*** Record extracts Section Begins ***

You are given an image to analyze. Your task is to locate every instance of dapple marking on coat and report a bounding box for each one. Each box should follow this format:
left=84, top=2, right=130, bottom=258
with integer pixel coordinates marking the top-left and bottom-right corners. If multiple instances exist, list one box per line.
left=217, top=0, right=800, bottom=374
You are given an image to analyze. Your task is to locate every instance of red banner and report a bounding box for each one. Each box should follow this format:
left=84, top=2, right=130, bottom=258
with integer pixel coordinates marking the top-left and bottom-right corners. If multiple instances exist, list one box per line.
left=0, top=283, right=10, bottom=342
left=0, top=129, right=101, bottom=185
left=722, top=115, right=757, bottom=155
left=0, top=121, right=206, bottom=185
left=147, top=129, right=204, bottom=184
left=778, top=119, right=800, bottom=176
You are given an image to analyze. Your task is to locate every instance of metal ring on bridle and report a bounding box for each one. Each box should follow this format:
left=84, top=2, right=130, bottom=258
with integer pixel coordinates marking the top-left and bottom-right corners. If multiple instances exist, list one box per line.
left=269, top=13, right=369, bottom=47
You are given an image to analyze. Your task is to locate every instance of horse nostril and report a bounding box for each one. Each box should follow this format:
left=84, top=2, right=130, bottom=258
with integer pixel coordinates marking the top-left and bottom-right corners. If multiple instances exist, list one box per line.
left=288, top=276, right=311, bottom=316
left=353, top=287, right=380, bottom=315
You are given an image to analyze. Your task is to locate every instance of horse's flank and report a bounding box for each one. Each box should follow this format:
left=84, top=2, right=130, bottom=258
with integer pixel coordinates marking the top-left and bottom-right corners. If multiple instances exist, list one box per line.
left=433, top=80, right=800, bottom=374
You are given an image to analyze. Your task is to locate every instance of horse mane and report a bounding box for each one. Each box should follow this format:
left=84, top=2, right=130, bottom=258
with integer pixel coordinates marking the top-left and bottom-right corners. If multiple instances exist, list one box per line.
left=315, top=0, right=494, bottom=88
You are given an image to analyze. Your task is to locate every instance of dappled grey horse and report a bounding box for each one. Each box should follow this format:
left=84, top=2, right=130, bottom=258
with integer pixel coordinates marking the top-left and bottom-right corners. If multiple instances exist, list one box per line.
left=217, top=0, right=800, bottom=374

*** Record extracts Section Ends ***

§ Brief
Print every record exactly as it was given.

§ Problem solution
You are given an image to analyze. Your task is to locate every instance of dapple marking on coat and report a bounding box for each one. Each box should follow this format:
left=84, top=2, right=130, bottom=258
with integer pixel coordinates marking the top-left and bottom-right corners. If multiple instances exist, list one box per line.
left=217, top=0, right=800, bottom=374
You are given an image to analyze. Your task is to locate every instance of red banner and report a bounding box for each one. Each box should follow this format:
left=84, top=2, right=130, bottom=258
with integer pixel coordinates marking the top-left and bottom-right corners. If multiple instances exist, list one box per line.
left=0, top=283, right=10, bottom=342
left=0, top=129, right=101, bottom=185
left=722, top=115, right=757, bottom=155
left=0, top=121, right=206, bottom=185
left=147, top=129, right=204, bottom=184
left=778, top=119, right=800, bottom=176
You are given an image to analyze. Your task is to locate every instance of metal ring on bridle and report a bounding box for each one. Each box should follow this format:
left=84, top=2, right=130, bottom=258
with integer pixel coordinates marking the top-left and bottom-right corners. If multiple instances exist, list one box per line.
left=269, top=13, right=369, bottom=47
You are given an image to analyze. Your task is to locate every instance of horse nostril and report a bounding box for each one. Each box should follow this format:
left=84, top=2, right=130, bottom=258
with integer pixel coordinates marking the top-left and bottom-right corners. If multiple instances exist, list one box per line.
left=288, top=276, right=311, bottom=316
left=353, top=287, right=380, bottom=315
You are given an image to analyze. Your task is to locate every instance of horse's flank and report a bounding box for each one. Each box should follow this format:
left=84, top=2, right=130, bottom=258
with integer pixel coordinates marking the top-left and bottom-right corners. If multiple instances exist, list one box per line.
left=433, top=80, right=800, bottom=374
You are given an image to analyze. Your task is to locate every instance of horse mane and report a bounding box for each one. Each box should follow this format:
left=84, top=2, right=130, bottom=258
with integer pixel coordinates marking the top-left and bottom-right corners. If multiple instances exist, list one box per line.
left=315, top=0, right=494, bottom=88
You are given an image to analyze. Your task is to locate every instance of dappled grey horse and report a bounding box for each one. Each box should follow this format:
left=84, top=2, right=130, bottom=258
with integer pixel coordinates marking the top-left and bottom-right corners. If multiple instances exist, list one box per line.
left=217, top=0, right=800, bottom=374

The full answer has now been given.